--- Begin DATA FOR THIS EXERCISE ---

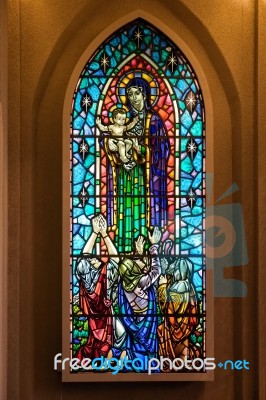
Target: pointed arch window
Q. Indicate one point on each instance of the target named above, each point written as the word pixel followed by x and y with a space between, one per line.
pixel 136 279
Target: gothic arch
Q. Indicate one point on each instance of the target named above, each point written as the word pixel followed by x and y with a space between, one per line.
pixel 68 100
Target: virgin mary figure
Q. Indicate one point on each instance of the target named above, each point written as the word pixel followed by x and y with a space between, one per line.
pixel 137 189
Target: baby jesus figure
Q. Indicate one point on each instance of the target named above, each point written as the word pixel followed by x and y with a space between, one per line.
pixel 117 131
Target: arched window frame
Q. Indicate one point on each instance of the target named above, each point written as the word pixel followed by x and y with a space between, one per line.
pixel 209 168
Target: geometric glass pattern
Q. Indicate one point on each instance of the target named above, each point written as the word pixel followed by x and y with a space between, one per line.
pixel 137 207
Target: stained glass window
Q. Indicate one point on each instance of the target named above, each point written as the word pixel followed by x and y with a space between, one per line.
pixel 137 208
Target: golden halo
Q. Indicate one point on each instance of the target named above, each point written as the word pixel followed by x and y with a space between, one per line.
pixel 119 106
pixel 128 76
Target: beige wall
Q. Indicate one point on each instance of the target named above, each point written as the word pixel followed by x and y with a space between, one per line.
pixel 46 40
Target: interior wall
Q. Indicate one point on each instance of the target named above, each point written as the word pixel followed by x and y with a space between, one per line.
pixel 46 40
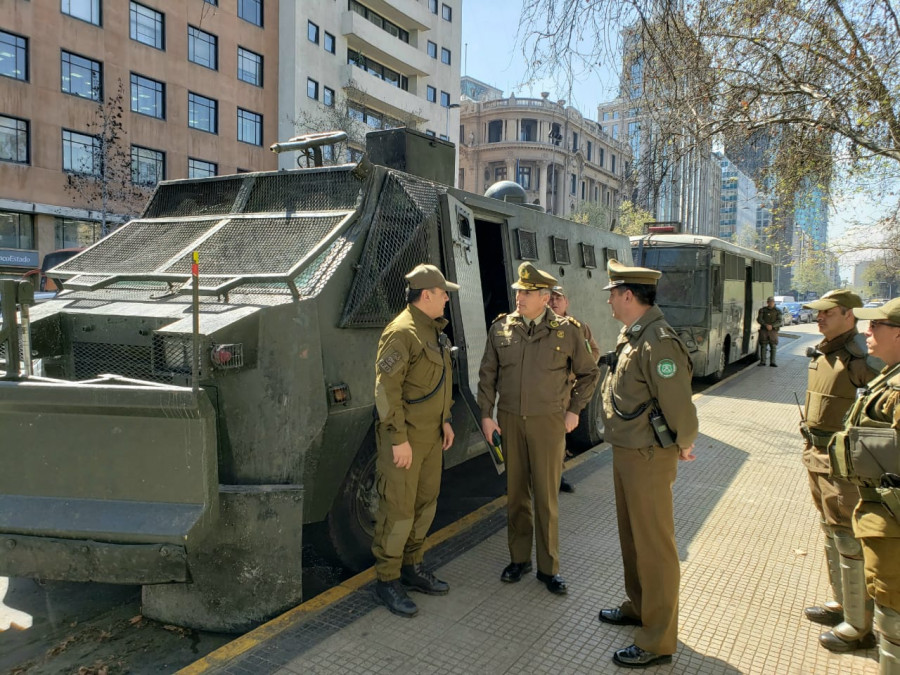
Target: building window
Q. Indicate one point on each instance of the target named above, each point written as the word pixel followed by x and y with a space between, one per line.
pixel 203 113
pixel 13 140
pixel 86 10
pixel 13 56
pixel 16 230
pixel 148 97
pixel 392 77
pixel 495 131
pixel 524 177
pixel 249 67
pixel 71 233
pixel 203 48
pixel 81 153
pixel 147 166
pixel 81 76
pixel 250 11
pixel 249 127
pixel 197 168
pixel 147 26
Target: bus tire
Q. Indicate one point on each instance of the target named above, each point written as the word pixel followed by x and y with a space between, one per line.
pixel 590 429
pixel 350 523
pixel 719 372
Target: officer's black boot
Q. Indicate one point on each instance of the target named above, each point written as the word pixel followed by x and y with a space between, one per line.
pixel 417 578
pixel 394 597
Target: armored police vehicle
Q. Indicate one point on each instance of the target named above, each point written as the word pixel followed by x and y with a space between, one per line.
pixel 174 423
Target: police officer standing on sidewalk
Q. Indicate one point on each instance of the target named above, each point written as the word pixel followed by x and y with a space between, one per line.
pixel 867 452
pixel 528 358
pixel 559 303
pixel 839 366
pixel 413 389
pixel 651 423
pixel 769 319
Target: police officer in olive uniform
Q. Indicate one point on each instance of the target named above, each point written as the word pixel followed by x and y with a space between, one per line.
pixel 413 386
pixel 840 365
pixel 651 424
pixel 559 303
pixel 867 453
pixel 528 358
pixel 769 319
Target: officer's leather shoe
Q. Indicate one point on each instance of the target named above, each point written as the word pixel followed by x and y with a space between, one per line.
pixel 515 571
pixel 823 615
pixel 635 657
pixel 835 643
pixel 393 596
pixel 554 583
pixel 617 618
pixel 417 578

--- End DATA FOR THIS EXERCISE ---

* [TASK PROMPT]: Copy the lines above without any changes, starting with the line containing "Target: baby jesus figure" and ending with the line containing "pixel 128 76", both included.

* [OUTPUT FOR THIS EXERCISE]:
Target: baby jesus figure
Q. Indicate one point on each instance of the target named above, each point written as the word pixel followed by x and y with a space between, one per line.
pixel 117 131
Target: arched window frame
Q. Indicate one point on each instance of the target named above, each point written as the word pixel followed by x and y with a space between, one per line.
pixel 209 168
Target: geometric glass pattern
Q. Indicate one point on each instance of the target named above, each point written as the word pixel followed by x and y with a space between, one per line.
pixel 137 207
Target: stained glass window
Q. Indicate one point on each instance of the target named above, each point written as the word pixel followed by x and y with a space between, one per line.
pixel 137 208
Target: golden halo
Q. Indicate one point on each instance of the target named above, each point written as the word pixel followed by x and y with a space between, one per line.
pixel 119 106
pixel 128 76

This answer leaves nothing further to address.